_Questions:_
• 1. Answer these questions from the essay on vague words.
(a) What does the author's textbook call the part of the flower named the Pistil?
(b) According to the essay, which organisms are the smallest currently considered alive?
(c) Why is a virus not considered alive?
• 2. Carry the essay on vague words forward from its final sentence, in the same voice and line of argument.

_Text under study:_
-- -- --

There are certain words we use that are so vauge as to be all but meaningless. This is particularly true when it comes to religion/spirituality/the occult. It creates a certain trap for our thinking. We hear about "black magic" or "white magic" and really every other color too. The danger is that it creates a backwards sort of thinking where we start from the words and then try to put together their meaning.
Let's try to break this down by first showing how words are normally used in science to explain things. Take this diagram that is relevant to my current biology class:
Here we are introduced to new words. In my text, the Pistil is called the Carpel but this makes little difference. The point at first is these are names clearly applied to objects you can point to. By naming them, you also build an abstraction. The stamen is the portion of the flower that carries pollen. The carpel/pistil receives the pollen at the stigma. We are told that the majority of flowers have all these parts and we can then go observe from tulips to sunflowers to marigolds. The word has helped us build an abstraction which we can now apply.
Now compare this process with a word like "soul". Often a religious inquiry will begin with something of this sourt: "What is the soul?". If we begin our inquiry without knowing what it is we are even describing, but prejudging that it does exist, then we are liable to fall into all manner of errors. If we point to a portion of a plant, or any object in the world, we may ask: "Why is it here?" "What does this do?" "How might it change?" and other practical questions, but never should there be any doubt what it is we are talking about.
A classic question approached by science was "What is life?" It seemed obvious that there was a fundamental difference between inanimate objects and life. As science marched on, however, this question shrank away until today it seems almost a silly question to have asked. You see, bacteria (prokaryotes) are the smallest organisms we currently consider alive. However, everything that occurs within a bacterium is understood to be a chemical reaction. A virus is not considered alive, since it needs to infect a bacteria to replicate, but this is not a deep distinction. Essentially life is a complex matrix of self-sustaining chemical reactions. There is no extra ingredient, no "life force" necessary.

-- -- --

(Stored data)
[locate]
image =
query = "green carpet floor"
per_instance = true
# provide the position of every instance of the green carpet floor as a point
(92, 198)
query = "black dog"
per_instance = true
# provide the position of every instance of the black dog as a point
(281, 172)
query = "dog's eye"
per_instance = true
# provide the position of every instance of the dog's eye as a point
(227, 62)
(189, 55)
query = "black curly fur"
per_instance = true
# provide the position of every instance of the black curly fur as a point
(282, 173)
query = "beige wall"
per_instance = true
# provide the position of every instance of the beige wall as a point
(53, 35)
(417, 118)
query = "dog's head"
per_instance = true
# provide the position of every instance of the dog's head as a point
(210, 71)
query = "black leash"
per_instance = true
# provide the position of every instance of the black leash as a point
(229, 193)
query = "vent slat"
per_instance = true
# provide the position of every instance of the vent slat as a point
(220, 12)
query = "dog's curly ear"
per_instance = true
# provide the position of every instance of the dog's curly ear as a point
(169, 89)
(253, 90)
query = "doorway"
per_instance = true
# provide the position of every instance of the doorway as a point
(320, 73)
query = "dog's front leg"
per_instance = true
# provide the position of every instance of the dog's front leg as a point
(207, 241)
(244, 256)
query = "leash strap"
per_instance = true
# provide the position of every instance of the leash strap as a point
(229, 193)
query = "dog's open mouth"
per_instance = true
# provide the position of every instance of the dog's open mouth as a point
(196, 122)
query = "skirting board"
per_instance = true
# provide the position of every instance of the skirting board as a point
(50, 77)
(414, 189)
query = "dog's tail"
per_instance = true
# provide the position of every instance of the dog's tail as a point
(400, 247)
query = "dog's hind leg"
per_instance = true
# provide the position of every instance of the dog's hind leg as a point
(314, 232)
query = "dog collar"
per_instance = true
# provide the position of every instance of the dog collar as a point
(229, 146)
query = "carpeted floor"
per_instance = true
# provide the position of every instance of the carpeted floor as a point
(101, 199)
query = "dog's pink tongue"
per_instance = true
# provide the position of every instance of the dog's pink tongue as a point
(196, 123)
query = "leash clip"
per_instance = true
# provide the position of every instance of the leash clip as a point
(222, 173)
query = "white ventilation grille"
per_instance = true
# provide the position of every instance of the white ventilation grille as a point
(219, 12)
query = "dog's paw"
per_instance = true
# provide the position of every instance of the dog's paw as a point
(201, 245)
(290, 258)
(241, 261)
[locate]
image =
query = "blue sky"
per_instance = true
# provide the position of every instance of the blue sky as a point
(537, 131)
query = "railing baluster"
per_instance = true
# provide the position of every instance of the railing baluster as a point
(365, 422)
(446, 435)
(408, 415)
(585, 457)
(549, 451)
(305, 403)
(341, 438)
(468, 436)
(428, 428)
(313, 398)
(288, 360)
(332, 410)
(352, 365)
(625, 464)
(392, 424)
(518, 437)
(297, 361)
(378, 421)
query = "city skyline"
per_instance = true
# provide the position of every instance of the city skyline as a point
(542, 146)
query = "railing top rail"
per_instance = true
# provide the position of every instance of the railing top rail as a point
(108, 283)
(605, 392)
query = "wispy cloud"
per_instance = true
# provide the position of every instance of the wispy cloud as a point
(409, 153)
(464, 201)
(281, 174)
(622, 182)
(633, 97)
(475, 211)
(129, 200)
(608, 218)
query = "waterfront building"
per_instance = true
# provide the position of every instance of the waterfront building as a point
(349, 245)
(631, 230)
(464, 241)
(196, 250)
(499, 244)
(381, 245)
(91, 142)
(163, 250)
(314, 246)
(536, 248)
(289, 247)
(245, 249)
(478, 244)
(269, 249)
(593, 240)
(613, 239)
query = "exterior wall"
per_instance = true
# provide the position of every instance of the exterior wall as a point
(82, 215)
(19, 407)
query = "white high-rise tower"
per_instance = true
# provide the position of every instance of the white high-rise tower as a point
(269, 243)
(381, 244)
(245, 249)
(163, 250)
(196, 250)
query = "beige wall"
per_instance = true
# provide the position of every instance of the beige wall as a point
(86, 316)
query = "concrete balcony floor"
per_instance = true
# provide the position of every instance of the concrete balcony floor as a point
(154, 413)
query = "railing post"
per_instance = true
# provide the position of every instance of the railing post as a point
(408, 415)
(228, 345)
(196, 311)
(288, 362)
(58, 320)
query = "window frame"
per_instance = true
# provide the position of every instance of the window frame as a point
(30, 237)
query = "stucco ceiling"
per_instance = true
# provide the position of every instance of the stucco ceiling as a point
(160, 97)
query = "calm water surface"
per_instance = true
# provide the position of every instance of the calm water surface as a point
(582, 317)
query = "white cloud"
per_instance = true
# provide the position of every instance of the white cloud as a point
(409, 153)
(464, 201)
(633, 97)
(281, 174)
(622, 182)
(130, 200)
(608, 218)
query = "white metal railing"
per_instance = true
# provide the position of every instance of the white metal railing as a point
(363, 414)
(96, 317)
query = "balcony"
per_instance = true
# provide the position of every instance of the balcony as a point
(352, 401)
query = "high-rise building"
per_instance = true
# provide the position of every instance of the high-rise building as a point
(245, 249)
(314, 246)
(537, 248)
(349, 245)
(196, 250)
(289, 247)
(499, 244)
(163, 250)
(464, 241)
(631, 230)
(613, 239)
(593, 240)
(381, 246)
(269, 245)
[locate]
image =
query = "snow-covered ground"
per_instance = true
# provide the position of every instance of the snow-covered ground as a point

-- -- --

_Answers by item:_
• 1.
(a) The Carpel.
(b) Bacteria (prokaryotes).
(c) It needs to infect a bacteria to replicate.

• 2.
To drive this point home, consider a simulation of a cell on a computer, consider the game
Life. We find a self sustaining and replicating object, do we call it alive? My answer is, who cares? What is interesting is how it is self-sustaining and self-replicating. Adding a term like "life" to it does not help us understand what it is or what it does.
Likewise with a word like the "soul". When we try to pin down what is meant by the soul, we may associate the soul with notions like consciousness, free will, thought, memory, intuition. It seems obvious to me that these are all ideas unto themselves. Take free will as our example. I do not see any reason to assume that there is "soul" that makes free will possible. In fact, it is not obvious that free will actually exists either. But regardless we may pen in a definiton of free will as something like the ability to cause change in a non-deterministic manner. This is then an idea worth exploring.
My point, I will leave it here for the time, is that magick seems to be this sort of word. We lack a clear definition of what magick is. As we attempt to define it we heap up more and more words, each needing their own definitions, constantly without our fundamental example. We should walk away from this dizzying lexicon and return to what we really know, direct experience. Let us stick to words that have clear meanings.